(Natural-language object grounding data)
▽

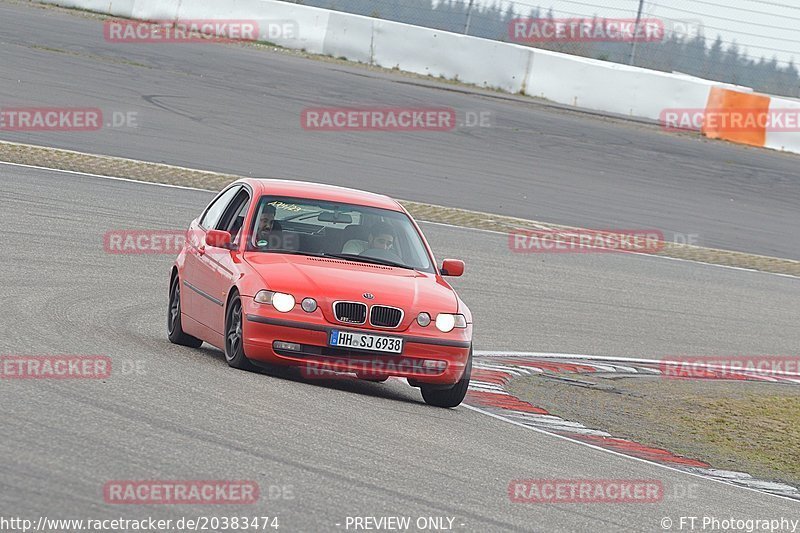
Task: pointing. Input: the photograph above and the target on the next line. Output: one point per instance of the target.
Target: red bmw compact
(328, 279)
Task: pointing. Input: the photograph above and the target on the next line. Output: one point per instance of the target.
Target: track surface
(345, 448)
(237, 109)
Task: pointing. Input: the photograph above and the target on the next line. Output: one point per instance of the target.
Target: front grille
(350, 312)
(385, 317)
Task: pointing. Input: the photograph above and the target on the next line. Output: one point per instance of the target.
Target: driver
(381, 237)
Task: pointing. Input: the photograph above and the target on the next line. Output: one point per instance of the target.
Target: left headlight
(281, 301)
(446, 322)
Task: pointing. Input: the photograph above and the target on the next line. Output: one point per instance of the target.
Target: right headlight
(281, 301)
(446, 322)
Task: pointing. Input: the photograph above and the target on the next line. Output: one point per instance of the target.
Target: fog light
(289, 346)
(423, 319)
(309, 305)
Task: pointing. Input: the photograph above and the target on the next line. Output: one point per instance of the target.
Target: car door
(217, 266)
(200, 304)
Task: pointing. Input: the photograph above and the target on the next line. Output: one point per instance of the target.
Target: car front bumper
(435, 360)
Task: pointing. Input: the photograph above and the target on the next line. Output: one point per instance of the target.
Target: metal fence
(745, 42)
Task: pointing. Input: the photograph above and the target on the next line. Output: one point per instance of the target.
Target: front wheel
(234, 339)
(449, 397)
(174, 327)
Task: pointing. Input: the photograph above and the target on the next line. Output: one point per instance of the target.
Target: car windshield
(344, 231)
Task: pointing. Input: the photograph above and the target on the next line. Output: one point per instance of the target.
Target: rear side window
(217, 207)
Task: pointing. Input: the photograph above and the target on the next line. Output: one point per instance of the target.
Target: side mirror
(218, 238)
(452, 267)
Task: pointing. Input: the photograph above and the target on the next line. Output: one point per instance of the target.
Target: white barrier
(473, 60)
(612, 88)
(789, 110)
(587, 83)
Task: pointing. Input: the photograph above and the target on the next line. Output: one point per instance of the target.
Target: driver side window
(214, 212)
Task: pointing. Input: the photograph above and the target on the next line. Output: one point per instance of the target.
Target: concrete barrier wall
(788, 141)
(587, 83)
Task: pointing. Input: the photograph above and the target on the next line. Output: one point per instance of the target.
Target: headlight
(309, 305)
(423, 319)
(446, 322)
(281, 301)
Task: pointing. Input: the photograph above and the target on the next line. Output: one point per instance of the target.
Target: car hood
(328, 280)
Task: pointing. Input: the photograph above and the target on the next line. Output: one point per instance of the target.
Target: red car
(328, 279)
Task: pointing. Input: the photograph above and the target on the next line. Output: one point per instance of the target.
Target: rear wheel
(449, 397)
(174, 328)
(234, 340)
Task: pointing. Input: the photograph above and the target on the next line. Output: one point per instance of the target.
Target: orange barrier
(736, 116)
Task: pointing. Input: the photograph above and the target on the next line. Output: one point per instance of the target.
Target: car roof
(319, 191)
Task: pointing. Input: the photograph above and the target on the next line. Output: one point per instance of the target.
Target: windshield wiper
(373, 260)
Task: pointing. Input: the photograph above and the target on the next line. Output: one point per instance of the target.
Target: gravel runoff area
(746, 426)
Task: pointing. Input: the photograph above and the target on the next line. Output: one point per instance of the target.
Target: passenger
(381, 237)
(270, 233)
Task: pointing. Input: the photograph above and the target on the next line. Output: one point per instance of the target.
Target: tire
(234, 340)
(174, 327)
(449, 397)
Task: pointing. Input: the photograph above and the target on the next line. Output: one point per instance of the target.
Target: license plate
(365, 341)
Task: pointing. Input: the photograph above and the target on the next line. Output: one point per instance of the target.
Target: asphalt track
(237, 109)
(344, 448)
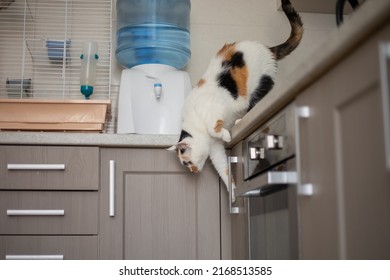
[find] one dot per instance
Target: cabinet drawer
(36, 167)
(48, 212)
(49, 247)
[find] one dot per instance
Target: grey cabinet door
(70, 247)
(343, 156)
(161, 210)
(79, 171)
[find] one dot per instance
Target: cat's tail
(282, 50)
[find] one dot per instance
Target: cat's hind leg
(217, 130)
(219, 159)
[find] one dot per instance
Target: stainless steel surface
(274, 142)
(272, 179)
(384, 56)
(256, 153)
(34, 257)
(112, 189)
(270, 187)
(270, 145)
(18, 212)
(232, 210)
(14, 166)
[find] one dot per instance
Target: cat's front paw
(226, 136)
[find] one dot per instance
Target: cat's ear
(179, 146)
(173, 148)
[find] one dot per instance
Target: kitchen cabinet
(343, 157)
(156, 209)
(49, 202)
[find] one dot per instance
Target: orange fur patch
(201, 82)
(194, 169)
(218, 126)
(227, 51)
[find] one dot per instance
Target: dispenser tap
(157, 87)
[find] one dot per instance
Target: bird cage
(40, 46)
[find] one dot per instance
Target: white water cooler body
(151, 97)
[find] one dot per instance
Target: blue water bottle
(153, 32)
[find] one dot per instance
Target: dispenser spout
(157, 87)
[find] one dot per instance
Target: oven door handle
(271, 179)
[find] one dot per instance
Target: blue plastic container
(153, 31)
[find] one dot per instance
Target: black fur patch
(265, 85)
(237, 60)
(226, 81)
(184, 134)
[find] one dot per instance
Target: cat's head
(191, 154)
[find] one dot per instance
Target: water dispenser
(153, 44)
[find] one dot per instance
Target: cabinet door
(343, 156)
(161, 210)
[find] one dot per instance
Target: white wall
(216, 22)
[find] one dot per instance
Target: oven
(268, 181)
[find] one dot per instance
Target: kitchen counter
(370, 16)
(88, 139)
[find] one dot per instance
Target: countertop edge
(88, 139)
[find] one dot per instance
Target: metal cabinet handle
(17, 212)
(16, 166)
(384, 55)
(303, 189)
(232, 210)
(34, 257)
(112, 189)
(270, 179)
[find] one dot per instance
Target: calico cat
(237, 78)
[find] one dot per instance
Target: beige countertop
(371, 16)
(87, 139)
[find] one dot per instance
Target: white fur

△

§ **Task statement**: Please retype the whole of the data precisely, omitting pictures.

§ **Reply to the task**:
Task: pointing. Input: the photograph above and the target on the next line. Output: one point per instance of the target.
Target: red bmw compact
(328, 279)
Task: pointing. Input: the photograph above and the target on the next line. Output: one point per instance of the target.
Target: track surface
(345, 448)
(237, 109)
Task: pointing. Input: the photograph above and the target on the next line. Output: one point per instance of the target.
Target: front grille
(350, 312)
(385, 317)
Task: pointing. Input: the photograph above and the target on the next line. Output: one point per instance of the target.
Target: driver
(381, 237)
Task: pointing. Input: the photograph above and the target on the next line. Output: one point per instance of the target.
Target: left headlight
(281, 301)
(446, 322)
Task: pointing. Input: the photograph above and the target on the next line. Output: one point per instance of the target.
Target: right headlight
(281, 301)
(446, 322)
Task: pointing. Input: the photograph above and the target on the next line. Output: one point per instance of the target.
Target: fog light
(289, 346)
(423, 319)
(309, 305)
Task: pointing. Input: the photograph above and the target on the next line. Output: one point per instance of the target.
Target: car door
(217, 266)
(200, 304)
Task: pointing. Input: the photograph above and the target on the next line. Output: one point per instance of the target.
Target: car front bumper
(435, 360)
Task: pointing. Input: the photograph above and the target on the next line. Output: one point per instance of the target.
Target: metal fence
(745, 42)
Task: pointing. Input: the photograph above and the target on the next line. Output: one point per instance of the target.
Target: front wheel
(234, 339)
(449, 397)
(174, 327)
Task: pointing. Input: the photograph above and the target on the next line. Output: one point per instance of the target.
Target: car windshield
(344, 231)
Task: pointing. Input: the photograph above and the target on the next line. Output: one point per instance of the target.
Target: rear side window
(217, 207)
Task: pointing. Input: the photograph above and the target on the next line. Output: one point per instance of the target.
Target: side mirror
(218, 238)
(452, 267)
Task: pointing. Input: the photograph above and the target on the next line. Output: one point per instance of the target.
Target: white barrier
(473, 60)
(612, 88)
(789, 110)
(587, 83)
Task: pointing. Input: the photograph above and the target on the next line. Output: one point per instance of the target.
Target: driver side window
(214, 212)
Task: pointing. Input: the photograph above and the target on the next line. Output: one point per instance of the target.
Target: concrete barrier wall
(788, 141)
(587, 83)
Task: pointing. Input: the photograph above and the target on the next line. Output: one point per instance of the target.
Target: headlight
(309, 305)
(423, 319)
(446, 322)
(281, 301)
Task: pointing. Input: the photograph above and the target on the next line. Output: one point per instance of the target.
Target: car hood
(328, 280)
Task: pointing. Input: the photograph above and the target on the next line. Output: one point per instance of the target.
Target: red car
(328, 279)
Task: pointing. Input: the photograph above and the target on the next line. Output: one point per instance of the target.
Target: rear wheel
(449, 397)
(174, 328)
(234, 340)
Task: pointing. Input: the photograph above and the target on the next line. Output: one point per instance of the target.
Target: orange barrier
(736, 116)
Task: pointing. Input: the photograph above and the target on the next line. Output: one point per instance of the target.
Target: car roof
(319, 191)
Task: pointing. Input: the photograph above and the target on the next line. Output: one point per instance of the target.
Target: windshield wiper
(373, 260)
Task: pointing. Input: the photograph above and the target on the next line. Output: one point per instance of the target.
Target: gravel runoff area
(746, 426)
Task: pointing. Input: the photograph above and the target on the next line. Output: one point per instance of the target.
Target: passenger
(381, 237)
(270, 233)
Task: pointing. Input: the photograph above and the target on the next line. Output: one point per instance of the target.
Target: tire
(234, 340)
(174, 327)
(449, 397)
Task: pointing. Input: the photograph above and the target on the next line. Output: one point per instance of the target.
Target: license plate
(365, 341)
Task: pointing. Input: the photograph above and the target on the next line. Output: one point per instance of the target.
Target: asphalt track
(237, 109)
(344, 448)
[find] one dot per instance
Target: cabinet drawer
(36, 167)
(48, 212)
(49, 247)
[find] one dot per instance
Target: grey cabinet door
(70, 247)
(343, 156)
(161, 210)
(79, 171)
[find] one dot per instance
Target: cat's tail
(282, 50)
[find] one dot per instance
Target: cat's hind leg
(217, 130)
(219, 159)
[find] one dot per instance
Target: stainless steel surface
(274, 142)
(272, 179)
(384, 56)
(256, 153)
(34, 257)
(112, 189)
(270, 187)
(270, 145)
(18, 212)
(232, 210)
(14, 166)
[find] one dot per instance
Target: cat's front paw
(226, 136)
[find] one dot per instance
Target: cat's ear
(179, 146)
(173, 148)
[find] one dot per instance
Target: kitchen cabinet
(343, 157)
(156, 209)
(49, 202)
[find] one dot per instance
Target: orange fur patch
(201, 82)
(194, 169)
(218, 126)
(227, 51)
[find] one dot per instance
Target: dispenser tap
(157, 87)
[find] one dot per instance
Target: bird cage
(40, 46)
[find] one dot per instance
Target: white water cooler body
(151, 97)
[find] one dot per instance
Target: blue water bottle
(153, 32)
[find] one dot per instance
Target: dispenser spout
(157, 87)
[find] one dot per instance
Target: oven door handle
(271, 179)
[find] one dot per instance
Target: blue plastic container
(153, 31)
[find] one dot per instance
Target: black fur patch
(265, 85)
(237, 60)
(226, 81)
(184, 134)
[find] one dot per instance
Target: cat's head
(191, 154)
[find] one dot per instance
Target: water dispenser
(153, 44)
[find] one dot per instance
Target: cabinet door
(343, 156)
(161, 210)
[find] one dot per instance
Target: white wall
(216, 22)
[find] one dot per instance
Target: oven
(268, 181)
[find] one dot per instance
Target: kitchen counter
(370, 16)
(88, 139)
[find] one dot per instance
Target: countertop edge
(88, 139)
[find] one dot per instance
Target: metal cabinet handle
(17, 212)
(16, 166)
(384, 55)
(303, 189)
(232, 210)
(34, 257)
(112, 189)
(270, 179)
[find] one dot per instance
Target: calico cat
(237, 78)
[find] one dot per instance
Target: beige countertop
(371, 16)
(87, 139)
[find] one dot per instance
Target: white fur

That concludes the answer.